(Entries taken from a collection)
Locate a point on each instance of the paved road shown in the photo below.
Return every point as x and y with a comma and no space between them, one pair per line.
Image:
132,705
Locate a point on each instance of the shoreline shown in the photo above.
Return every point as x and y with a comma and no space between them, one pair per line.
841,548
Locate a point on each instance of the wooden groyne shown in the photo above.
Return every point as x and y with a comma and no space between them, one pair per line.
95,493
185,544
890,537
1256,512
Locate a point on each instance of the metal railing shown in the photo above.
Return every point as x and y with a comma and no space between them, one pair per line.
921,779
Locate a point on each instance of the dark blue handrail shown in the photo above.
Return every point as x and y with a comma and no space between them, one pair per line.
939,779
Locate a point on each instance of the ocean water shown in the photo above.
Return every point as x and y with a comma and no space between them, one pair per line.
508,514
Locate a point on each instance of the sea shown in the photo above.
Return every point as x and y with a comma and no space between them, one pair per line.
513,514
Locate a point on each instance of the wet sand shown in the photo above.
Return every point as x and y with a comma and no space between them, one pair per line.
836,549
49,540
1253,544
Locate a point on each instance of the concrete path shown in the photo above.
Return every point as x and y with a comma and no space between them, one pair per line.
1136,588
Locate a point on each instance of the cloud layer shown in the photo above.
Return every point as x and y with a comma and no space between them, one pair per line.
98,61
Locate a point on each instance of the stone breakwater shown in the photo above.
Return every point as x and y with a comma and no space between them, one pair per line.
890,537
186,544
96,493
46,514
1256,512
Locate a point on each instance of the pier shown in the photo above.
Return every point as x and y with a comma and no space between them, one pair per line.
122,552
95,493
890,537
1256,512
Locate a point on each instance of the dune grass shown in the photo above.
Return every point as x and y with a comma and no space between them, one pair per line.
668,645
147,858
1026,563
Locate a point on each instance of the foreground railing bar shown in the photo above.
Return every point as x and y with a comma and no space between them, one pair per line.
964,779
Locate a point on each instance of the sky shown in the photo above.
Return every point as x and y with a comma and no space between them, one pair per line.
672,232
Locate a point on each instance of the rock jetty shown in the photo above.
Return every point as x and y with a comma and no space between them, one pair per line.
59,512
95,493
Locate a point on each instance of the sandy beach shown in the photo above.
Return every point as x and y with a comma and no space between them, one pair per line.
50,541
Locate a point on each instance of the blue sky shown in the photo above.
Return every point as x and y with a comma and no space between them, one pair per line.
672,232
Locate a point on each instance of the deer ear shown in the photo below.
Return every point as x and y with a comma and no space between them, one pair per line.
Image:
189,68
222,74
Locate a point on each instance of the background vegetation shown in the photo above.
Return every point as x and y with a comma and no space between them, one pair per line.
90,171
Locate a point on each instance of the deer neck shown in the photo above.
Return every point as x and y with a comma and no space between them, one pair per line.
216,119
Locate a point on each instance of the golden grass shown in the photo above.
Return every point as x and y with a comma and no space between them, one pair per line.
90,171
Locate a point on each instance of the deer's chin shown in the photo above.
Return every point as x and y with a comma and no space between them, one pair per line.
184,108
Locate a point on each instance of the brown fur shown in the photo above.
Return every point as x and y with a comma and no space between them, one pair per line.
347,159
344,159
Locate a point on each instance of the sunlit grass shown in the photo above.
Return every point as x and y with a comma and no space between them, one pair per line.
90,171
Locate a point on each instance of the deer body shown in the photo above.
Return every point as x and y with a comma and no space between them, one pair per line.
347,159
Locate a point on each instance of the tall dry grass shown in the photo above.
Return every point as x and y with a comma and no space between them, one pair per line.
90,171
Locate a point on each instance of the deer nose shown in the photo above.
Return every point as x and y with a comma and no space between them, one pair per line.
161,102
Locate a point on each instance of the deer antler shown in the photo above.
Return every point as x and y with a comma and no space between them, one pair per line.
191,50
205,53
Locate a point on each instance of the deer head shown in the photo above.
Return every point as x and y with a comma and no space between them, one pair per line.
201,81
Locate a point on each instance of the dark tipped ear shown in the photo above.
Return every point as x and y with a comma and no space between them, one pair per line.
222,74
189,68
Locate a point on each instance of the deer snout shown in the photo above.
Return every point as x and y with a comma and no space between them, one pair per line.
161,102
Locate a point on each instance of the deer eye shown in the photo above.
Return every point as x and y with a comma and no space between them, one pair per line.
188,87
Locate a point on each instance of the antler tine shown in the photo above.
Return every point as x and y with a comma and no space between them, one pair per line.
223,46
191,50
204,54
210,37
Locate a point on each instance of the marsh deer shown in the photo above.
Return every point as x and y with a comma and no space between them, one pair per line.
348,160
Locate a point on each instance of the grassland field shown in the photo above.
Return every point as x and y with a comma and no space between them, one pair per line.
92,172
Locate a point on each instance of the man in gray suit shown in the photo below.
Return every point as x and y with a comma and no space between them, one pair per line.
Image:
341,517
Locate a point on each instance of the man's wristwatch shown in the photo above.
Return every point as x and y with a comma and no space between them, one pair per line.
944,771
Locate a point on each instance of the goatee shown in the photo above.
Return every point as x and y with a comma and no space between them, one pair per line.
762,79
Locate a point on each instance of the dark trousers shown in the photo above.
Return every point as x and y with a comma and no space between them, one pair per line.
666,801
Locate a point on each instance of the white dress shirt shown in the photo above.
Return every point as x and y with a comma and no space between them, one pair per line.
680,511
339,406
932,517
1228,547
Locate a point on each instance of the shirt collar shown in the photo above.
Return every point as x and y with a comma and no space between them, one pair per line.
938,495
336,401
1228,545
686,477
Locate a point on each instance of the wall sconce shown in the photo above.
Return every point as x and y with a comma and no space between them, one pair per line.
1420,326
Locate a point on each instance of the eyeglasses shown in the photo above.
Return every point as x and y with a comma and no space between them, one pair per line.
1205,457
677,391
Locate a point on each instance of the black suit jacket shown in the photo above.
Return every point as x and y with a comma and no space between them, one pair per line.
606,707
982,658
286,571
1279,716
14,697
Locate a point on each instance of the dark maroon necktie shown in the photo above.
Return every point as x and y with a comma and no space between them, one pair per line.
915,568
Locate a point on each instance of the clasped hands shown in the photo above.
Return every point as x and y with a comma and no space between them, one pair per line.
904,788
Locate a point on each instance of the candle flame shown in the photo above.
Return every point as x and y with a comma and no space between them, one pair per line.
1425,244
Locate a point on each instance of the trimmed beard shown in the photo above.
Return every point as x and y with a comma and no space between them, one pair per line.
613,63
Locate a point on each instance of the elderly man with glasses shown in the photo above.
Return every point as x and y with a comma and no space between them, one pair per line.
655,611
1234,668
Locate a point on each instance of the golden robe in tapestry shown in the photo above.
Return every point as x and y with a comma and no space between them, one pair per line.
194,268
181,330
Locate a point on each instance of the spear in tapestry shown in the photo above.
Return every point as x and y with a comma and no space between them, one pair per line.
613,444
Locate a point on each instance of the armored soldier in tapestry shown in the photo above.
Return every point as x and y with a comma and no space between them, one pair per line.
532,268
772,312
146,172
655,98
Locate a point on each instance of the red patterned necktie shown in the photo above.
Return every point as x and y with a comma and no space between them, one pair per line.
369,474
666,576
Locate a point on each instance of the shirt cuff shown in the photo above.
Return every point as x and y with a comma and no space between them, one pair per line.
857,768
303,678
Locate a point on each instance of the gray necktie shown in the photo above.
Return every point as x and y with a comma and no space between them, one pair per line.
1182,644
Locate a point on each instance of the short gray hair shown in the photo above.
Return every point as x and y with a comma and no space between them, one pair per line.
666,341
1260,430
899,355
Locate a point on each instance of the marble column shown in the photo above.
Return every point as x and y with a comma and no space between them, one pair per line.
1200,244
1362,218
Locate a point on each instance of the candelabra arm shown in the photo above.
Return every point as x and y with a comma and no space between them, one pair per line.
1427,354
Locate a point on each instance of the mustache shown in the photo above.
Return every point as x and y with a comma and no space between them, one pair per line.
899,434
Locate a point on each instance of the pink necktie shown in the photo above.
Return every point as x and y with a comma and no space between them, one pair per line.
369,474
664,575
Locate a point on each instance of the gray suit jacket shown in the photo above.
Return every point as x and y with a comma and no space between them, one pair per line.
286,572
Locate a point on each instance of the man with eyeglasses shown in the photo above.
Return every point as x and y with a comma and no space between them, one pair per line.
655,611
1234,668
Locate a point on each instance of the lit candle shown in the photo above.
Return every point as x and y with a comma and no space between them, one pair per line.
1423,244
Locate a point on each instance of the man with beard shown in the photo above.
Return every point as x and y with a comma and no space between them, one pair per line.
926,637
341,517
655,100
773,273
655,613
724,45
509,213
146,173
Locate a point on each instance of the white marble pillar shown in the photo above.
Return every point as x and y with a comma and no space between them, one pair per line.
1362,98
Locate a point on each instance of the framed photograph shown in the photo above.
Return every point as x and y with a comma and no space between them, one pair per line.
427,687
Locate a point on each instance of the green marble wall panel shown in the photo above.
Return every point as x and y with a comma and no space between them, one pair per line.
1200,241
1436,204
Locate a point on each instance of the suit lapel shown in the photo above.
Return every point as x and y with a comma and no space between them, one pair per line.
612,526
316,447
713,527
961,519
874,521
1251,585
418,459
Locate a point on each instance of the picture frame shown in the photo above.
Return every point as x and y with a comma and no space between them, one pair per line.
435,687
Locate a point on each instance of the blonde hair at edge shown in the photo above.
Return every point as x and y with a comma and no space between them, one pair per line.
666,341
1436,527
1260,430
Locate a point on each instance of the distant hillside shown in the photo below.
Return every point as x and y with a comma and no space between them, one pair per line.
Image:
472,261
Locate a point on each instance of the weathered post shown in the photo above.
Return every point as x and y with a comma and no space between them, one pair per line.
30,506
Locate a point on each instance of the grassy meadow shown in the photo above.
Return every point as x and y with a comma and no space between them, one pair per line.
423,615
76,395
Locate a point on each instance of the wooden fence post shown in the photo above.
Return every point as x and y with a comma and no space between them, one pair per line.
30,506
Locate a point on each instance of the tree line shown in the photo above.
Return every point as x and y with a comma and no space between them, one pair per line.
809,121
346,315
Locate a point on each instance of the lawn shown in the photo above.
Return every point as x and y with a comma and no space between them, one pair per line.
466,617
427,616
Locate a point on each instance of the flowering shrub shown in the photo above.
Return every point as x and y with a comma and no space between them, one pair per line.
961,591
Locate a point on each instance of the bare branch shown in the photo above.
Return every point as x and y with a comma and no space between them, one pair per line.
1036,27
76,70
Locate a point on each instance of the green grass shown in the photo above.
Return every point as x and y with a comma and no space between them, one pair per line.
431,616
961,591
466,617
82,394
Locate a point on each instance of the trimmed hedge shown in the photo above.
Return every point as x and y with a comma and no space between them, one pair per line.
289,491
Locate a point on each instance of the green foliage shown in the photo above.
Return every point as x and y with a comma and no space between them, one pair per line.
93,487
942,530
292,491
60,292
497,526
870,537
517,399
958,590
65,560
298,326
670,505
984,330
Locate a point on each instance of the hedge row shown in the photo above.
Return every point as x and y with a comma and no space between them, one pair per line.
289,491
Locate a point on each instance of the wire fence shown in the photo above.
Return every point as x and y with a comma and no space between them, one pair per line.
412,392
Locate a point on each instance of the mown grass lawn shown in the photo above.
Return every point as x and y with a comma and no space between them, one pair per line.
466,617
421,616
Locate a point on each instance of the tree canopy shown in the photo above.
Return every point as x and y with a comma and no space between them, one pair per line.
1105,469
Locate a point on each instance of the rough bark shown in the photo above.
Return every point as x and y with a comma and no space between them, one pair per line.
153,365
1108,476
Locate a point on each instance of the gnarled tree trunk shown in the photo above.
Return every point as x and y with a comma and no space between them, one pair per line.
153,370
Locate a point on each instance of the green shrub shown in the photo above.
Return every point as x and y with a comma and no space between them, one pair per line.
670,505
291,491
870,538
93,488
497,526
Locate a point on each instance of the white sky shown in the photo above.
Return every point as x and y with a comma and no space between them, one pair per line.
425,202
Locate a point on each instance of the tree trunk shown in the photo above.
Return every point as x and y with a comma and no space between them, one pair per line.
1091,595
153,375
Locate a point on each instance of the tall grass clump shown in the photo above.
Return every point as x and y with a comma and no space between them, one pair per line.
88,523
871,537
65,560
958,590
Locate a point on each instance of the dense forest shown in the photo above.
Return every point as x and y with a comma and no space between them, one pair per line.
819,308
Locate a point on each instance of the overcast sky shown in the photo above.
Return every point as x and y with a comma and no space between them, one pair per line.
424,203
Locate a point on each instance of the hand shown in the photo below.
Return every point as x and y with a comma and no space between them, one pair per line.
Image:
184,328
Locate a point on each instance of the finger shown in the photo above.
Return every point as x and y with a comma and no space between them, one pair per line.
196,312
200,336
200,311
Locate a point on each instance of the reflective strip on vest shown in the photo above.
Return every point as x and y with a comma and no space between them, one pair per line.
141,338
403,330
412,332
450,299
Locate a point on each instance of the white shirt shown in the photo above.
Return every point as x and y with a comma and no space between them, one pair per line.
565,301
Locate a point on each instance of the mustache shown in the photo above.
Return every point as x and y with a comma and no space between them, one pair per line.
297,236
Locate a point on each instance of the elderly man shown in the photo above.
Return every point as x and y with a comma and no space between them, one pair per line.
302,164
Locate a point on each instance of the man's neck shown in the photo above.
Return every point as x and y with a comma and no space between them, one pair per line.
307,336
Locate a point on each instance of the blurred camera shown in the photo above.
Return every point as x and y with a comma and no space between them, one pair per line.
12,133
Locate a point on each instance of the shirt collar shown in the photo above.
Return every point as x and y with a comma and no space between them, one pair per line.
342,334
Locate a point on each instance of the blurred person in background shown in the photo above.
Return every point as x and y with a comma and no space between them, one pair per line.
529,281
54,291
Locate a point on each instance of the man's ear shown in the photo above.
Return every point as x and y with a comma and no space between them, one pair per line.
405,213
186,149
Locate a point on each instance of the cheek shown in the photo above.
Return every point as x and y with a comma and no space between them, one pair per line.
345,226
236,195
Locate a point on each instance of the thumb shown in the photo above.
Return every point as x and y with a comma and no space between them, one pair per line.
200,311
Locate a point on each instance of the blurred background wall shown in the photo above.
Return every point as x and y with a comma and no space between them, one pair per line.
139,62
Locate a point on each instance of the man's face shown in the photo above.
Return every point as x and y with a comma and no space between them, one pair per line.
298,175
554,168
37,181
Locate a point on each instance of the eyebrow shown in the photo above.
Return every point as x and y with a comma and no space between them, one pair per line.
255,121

**WORK TO BE COMPLETED**
Check each line above for "jacket" and please state only how many have it.

**ANSWER FOR THE TASK**
2